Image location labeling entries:
——————————

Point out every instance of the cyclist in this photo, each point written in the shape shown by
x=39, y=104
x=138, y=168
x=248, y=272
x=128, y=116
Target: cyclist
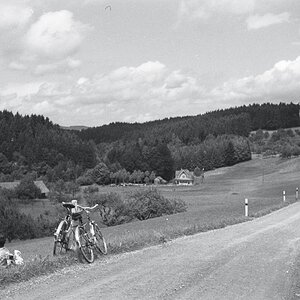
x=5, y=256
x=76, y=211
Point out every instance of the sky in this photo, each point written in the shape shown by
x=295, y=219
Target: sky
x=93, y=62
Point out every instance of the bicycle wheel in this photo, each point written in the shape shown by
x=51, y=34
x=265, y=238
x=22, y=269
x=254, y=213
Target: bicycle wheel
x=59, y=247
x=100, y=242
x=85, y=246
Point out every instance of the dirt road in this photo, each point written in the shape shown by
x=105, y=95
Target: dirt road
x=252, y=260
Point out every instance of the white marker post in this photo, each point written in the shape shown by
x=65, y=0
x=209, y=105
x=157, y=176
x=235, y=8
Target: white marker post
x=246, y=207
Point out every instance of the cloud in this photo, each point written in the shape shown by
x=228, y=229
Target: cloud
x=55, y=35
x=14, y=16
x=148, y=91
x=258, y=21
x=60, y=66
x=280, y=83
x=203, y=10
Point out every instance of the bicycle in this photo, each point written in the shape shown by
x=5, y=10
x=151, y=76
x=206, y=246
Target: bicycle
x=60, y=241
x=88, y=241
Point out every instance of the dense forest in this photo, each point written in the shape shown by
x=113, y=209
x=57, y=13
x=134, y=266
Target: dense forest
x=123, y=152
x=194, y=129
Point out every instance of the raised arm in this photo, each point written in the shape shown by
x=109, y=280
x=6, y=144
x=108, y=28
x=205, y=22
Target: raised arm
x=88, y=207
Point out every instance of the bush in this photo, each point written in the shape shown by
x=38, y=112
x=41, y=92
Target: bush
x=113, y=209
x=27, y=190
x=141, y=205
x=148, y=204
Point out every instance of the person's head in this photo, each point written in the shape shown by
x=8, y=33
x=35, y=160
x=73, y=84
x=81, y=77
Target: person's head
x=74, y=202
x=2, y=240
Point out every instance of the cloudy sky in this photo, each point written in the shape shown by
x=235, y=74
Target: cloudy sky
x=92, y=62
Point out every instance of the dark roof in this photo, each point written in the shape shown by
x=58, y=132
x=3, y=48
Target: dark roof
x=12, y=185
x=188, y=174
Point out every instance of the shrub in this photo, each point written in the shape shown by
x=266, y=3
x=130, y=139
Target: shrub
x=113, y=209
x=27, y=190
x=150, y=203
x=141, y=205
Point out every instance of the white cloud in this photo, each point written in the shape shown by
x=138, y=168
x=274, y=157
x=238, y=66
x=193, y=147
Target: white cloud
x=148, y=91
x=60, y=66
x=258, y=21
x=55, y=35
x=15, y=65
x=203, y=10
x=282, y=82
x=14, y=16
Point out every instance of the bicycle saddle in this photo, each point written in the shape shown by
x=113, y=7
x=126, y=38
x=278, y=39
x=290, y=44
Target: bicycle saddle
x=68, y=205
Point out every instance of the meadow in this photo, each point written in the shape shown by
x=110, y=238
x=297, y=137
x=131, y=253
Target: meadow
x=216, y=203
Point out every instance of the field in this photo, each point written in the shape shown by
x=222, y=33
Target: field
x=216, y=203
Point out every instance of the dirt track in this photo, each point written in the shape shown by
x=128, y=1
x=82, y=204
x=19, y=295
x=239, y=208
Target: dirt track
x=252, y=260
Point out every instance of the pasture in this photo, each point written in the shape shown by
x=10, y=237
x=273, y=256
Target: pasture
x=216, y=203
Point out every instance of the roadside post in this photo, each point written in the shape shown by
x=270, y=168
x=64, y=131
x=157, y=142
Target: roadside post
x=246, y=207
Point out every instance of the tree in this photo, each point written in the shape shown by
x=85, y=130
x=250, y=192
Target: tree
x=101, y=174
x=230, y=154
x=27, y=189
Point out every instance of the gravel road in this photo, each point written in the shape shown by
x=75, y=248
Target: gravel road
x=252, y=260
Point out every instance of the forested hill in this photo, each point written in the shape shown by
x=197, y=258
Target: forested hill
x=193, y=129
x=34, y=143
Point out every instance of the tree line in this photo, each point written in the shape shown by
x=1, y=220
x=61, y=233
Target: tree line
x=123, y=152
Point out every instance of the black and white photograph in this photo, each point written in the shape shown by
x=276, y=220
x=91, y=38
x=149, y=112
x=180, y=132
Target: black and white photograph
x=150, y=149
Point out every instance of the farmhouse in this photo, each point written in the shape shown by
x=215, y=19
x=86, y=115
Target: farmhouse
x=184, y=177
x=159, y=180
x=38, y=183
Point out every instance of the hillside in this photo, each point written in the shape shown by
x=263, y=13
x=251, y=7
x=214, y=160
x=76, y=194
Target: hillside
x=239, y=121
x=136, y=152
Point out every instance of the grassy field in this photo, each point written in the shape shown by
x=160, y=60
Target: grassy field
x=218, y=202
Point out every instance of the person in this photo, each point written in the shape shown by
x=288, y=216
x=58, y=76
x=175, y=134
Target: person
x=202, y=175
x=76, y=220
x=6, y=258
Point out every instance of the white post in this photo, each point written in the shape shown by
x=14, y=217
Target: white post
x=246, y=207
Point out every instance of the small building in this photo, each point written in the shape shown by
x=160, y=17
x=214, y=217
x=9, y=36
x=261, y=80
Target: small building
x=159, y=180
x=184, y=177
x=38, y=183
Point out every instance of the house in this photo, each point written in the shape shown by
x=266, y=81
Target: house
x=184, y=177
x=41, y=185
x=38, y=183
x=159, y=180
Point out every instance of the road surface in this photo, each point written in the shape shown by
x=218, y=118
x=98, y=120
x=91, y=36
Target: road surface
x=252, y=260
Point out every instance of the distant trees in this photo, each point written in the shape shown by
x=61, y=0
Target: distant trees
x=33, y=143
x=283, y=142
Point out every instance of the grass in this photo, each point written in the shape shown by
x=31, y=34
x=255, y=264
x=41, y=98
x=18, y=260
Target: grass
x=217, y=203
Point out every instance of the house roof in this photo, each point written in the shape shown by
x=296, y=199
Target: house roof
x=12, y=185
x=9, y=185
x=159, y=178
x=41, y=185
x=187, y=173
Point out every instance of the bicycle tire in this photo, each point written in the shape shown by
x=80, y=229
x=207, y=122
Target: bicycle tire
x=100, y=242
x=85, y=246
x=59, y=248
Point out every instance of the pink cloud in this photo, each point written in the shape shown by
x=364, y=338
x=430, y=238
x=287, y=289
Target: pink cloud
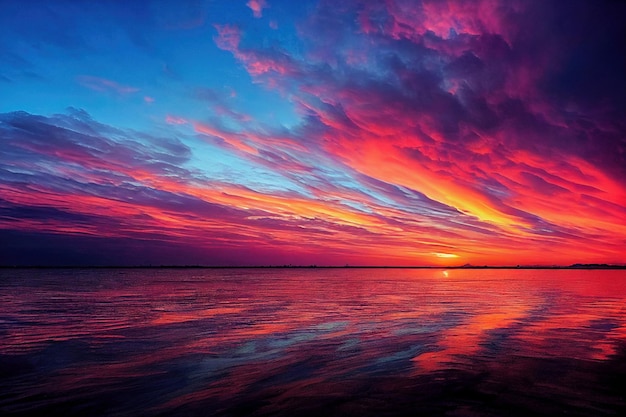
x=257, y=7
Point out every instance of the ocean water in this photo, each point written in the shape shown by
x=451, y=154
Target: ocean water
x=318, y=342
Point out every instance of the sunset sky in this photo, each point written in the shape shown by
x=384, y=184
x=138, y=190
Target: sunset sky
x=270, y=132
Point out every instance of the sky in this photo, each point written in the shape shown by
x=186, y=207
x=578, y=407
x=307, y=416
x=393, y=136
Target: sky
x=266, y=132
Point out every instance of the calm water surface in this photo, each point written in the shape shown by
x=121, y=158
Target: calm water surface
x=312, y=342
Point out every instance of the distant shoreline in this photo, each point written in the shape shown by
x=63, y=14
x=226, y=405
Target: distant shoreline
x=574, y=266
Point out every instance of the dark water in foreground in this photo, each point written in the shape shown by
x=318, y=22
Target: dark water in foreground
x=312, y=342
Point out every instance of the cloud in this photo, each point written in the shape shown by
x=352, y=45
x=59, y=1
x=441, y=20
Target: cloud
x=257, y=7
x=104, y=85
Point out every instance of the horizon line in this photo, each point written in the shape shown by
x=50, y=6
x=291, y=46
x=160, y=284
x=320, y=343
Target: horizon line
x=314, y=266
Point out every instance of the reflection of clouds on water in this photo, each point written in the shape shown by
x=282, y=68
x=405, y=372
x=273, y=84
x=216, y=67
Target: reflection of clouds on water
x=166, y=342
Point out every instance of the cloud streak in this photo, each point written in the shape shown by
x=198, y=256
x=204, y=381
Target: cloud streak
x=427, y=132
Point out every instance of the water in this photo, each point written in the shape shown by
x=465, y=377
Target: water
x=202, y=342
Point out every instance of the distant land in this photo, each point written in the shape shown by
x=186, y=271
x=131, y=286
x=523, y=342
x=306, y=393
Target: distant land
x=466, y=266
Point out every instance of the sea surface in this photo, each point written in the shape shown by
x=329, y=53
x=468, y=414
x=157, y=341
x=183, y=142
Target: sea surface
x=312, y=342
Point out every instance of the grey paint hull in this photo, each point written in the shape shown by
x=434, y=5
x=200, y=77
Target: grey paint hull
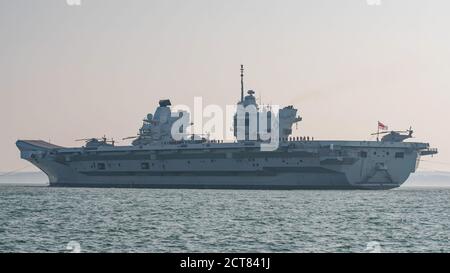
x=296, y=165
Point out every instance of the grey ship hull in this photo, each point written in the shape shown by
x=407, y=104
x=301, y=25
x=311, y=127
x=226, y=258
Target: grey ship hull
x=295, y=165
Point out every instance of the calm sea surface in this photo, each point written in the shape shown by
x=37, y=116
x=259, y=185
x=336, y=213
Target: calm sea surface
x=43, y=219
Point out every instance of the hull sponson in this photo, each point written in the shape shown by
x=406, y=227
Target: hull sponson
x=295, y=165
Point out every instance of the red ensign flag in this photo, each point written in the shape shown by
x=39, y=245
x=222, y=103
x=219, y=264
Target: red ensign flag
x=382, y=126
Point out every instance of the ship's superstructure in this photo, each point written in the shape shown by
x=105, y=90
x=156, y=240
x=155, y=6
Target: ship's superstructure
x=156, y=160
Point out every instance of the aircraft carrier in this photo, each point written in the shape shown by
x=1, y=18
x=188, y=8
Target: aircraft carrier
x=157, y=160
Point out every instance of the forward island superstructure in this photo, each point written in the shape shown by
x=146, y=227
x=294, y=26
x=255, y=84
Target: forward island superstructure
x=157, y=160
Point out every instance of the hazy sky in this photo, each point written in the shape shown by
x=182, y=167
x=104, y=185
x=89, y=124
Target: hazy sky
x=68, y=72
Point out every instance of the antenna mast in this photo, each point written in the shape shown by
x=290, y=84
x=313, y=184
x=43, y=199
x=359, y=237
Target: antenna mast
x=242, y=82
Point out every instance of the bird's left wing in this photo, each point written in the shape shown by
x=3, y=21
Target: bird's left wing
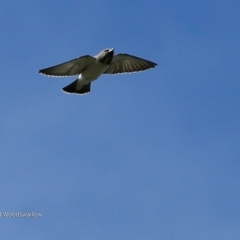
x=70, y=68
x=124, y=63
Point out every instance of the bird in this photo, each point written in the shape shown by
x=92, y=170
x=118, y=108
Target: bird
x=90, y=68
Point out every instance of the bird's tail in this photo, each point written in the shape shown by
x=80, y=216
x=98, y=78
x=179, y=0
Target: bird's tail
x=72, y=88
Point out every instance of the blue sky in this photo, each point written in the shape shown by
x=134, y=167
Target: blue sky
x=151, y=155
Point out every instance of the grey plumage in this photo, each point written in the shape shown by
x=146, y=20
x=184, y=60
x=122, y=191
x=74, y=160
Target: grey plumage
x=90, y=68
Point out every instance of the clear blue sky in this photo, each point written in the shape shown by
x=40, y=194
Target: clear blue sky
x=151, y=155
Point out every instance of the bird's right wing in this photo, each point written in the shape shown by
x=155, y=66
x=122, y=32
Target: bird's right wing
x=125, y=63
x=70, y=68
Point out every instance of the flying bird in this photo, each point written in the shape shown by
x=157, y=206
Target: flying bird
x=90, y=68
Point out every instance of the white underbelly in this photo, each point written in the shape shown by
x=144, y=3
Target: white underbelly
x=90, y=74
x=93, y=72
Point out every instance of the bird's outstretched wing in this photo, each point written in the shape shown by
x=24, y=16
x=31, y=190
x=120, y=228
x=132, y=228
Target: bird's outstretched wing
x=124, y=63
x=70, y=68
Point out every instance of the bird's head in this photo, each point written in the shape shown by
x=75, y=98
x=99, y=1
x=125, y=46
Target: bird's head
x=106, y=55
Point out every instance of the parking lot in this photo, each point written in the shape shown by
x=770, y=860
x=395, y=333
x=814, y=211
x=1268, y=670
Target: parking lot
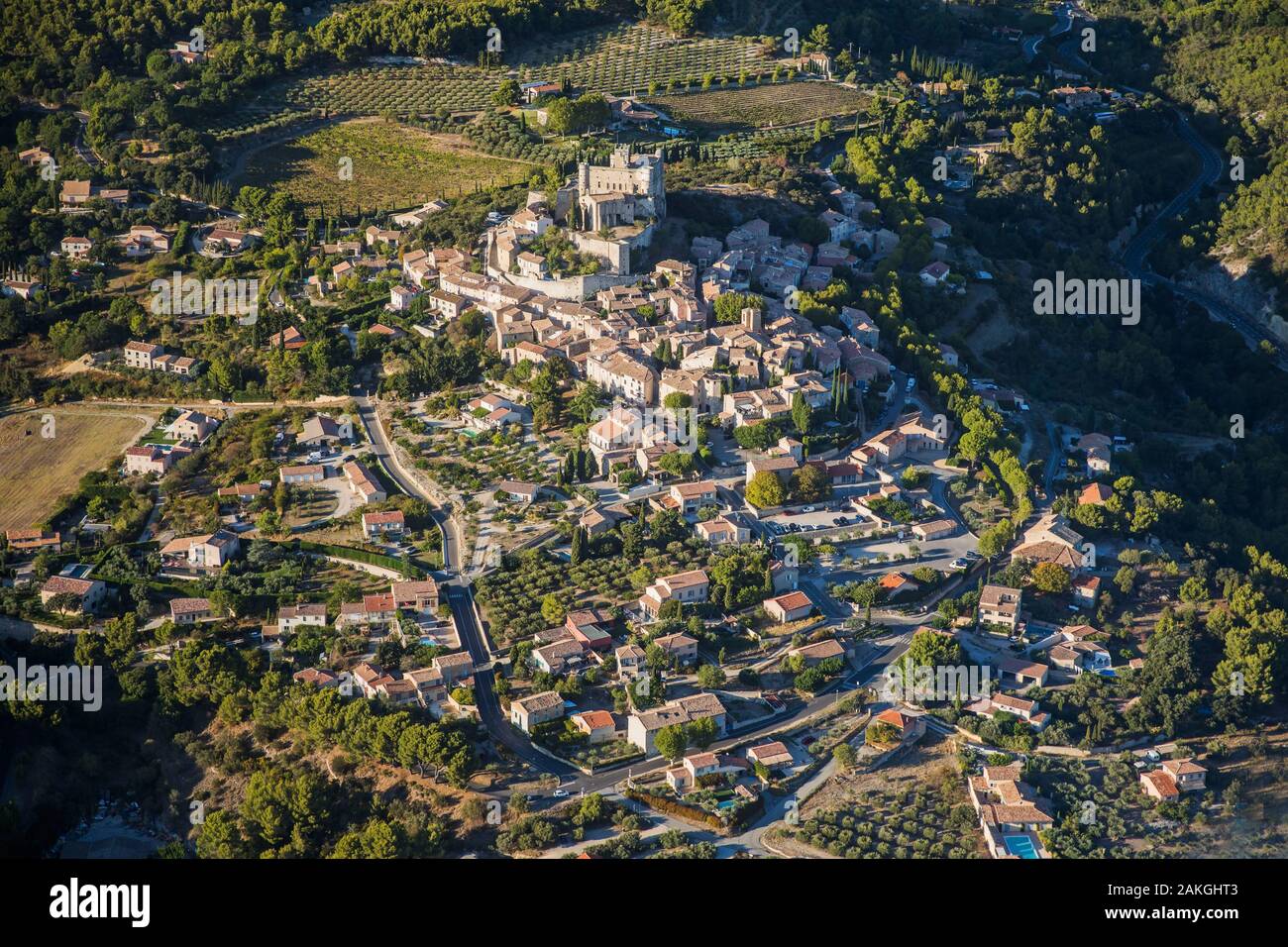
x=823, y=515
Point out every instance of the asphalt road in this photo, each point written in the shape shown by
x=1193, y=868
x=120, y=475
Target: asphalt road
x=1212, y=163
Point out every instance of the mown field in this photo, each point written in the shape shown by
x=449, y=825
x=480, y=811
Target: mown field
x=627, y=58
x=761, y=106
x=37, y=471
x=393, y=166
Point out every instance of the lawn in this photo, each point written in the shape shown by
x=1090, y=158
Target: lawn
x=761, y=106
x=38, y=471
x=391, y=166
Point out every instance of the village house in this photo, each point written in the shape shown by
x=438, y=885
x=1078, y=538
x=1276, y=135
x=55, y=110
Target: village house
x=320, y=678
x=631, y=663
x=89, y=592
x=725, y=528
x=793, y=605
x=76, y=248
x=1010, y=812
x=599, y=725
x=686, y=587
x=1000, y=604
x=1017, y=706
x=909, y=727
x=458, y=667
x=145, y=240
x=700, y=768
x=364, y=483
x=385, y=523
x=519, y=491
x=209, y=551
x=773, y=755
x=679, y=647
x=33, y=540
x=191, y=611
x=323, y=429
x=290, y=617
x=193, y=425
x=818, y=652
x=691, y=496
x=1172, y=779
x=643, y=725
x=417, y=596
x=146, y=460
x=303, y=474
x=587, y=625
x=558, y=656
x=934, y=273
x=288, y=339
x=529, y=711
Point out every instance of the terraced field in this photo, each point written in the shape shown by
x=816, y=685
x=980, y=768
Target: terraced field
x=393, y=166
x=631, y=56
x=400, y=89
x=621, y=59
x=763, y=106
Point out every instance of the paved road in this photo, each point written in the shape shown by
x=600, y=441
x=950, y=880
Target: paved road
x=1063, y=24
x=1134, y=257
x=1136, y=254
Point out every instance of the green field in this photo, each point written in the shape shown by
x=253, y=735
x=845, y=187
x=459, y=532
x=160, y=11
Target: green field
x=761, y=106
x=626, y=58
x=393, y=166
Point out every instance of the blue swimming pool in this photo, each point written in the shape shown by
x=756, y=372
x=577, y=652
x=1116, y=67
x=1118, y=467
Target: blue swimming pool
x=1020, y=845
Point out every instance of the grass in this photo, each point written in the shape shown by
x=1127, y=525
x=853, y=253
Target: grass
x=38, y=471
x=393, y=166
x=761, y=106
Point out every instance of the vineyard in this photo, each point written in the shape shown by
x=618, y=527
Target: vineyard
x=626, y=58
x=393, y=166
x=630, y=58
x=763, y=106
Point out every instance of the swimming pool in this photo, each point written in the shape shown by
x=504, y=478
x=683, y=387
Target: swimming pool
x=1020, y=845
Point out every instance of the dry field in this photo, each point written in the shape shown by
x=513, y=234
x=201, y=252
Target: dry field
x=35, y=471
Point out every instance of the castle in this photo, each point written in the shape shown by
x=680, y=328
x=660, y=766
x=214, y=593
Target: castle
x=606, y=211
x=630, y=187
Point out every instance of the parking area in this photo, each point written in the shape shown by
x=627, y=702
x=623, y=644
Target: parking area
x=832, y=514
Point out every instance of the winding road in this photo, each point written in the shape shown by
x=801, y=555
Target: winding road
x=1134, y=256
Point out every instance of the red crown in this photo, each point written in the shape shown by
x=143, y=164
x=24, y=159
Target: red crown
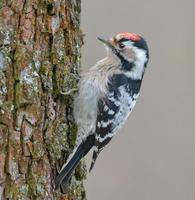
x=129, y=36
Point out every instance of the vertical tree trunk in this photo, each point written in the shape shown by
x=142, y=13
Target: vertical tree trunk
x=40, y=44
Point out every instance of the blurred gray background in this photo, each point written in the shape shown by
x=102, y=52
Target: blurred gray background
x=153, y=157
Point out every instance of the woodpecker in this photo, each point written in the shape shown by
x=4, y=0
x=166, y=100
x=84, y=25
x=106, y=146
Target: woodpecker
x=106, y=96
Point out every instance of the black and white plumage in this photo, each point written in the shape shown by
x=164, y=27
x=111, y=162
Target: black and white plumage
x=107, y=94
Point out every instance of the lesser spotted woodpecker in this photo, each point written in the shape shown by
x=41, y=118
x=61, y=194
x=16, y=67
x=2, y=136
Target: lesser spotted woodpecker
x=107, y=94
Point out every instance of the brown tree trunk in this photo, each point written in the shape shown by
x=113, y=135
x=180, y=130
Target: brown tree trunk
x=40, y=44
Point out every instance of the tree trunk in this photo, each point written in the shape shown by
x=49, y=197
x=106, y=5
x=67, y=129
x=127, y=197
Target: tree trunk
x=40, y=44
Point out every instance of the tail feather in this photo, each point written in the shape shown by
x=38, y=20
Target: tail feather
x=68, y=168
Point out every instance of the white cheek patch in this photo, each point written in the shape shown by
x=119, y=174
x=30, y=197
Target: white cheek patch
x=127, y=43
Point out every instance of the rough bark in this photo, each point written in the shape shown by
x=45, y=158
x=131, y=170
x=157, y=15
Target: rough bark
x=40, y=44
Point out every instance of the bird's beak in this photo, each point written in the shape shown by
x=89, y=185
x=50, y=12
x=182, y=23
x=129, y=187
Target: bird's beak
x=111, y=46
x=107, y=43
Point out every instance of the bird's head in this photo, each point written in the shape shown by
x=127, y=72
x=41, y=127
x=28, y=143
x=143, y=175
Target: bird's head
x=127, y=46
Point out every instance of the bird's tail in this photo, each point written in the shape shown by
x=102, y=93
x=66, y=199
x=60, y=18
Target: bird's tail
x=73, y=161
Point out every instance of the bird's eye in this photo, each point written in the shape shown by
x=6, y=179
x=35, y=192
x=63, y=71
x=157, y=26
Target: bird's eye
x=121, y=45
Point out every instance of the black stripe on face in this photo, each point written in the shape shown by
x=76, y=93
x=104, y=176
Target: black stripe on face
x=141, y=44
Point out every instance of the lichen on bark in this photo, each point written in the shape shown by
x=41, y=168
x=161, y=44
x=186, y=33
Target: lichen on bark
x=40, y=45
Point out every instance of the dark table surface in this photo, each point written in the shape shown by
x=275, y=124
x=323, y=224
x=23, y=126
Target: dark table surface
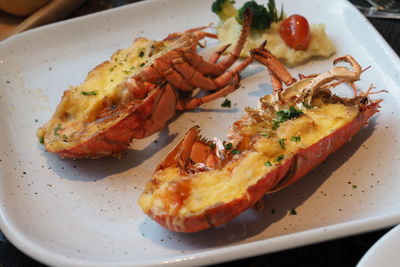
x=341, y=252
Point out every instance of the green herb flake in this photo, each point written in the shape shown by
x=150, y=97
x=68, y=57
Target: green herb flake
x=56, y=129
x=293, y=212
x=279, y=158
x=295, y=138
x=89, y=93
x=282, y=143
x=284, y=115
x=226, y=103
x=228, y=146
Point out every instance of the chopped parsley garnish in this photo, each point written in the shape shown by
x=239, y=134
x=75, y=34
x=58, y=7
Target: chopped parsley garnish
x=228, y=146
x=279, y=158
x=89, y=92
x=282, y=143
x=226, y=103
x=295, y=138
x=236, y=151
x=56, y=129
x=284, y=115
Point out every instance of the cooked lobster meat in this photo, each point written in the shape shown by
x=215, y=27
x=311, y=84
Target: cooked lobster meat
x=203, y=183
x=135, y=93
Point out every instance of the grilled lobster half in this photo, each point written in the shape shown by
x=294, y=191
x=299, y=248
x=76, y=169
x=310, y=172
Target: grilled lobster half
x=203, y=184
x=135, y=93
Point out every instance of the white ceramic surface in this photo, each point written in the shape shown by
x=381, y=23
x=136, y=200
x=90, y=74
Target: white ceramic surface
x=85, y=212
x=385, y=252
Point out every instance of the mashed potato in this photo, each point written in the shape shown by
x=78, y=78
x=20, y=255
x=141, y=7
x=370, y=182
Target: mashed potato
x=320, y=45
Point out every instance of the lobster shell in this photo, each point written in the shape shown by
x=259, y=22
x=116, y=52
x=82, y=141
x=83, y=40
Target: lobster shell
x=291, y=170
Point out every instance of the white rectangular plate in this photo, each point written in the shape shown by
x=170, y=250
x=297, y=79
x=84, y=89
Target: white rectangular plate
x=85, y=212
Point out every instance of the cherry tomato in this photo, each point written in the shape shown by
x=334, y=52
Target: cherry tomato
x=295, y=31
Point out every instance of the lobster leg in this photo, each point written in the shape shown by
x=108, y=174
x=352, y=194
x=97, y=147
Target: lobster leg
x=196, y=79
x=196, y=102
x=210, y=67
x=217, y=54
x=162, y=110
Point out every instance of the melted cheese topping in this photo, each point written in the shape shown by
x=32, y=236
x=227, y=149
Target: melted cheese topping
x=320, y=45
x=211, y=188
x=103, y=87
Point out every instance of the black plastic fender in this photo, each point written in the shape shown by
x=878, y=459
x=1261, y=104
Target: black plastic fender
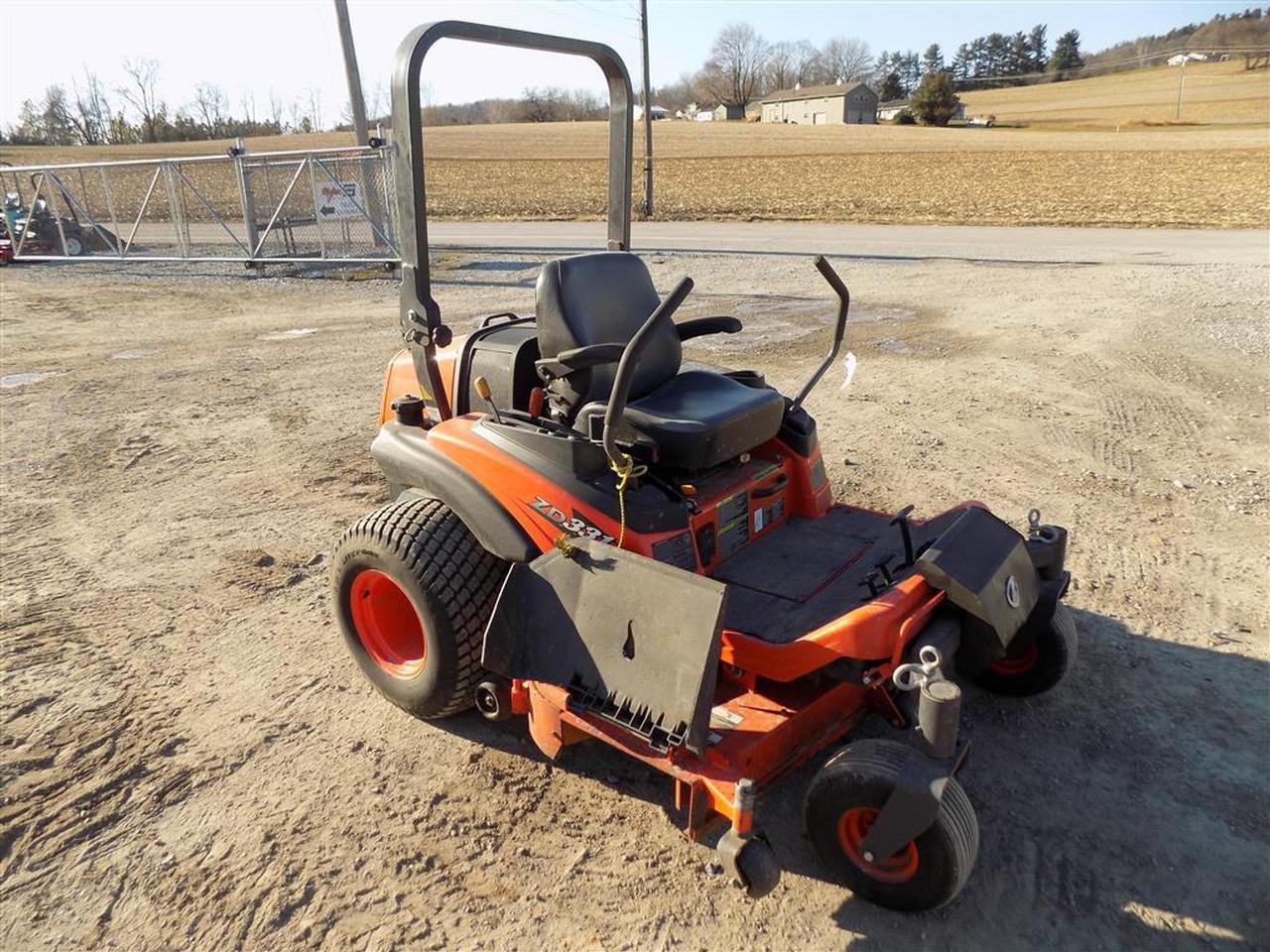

——————————

Instruction: Copy the lines of the listing starting at the line that contains "Point out every instance of the cherry" and ending at the line that contains "x=295, y=31", with every character unchanged.

Correct result:
Point out every instance of the cherry tomato in this photo, each point written in the shape shown by
x=334, y=52
Target: cherry tomato
x=295, y=31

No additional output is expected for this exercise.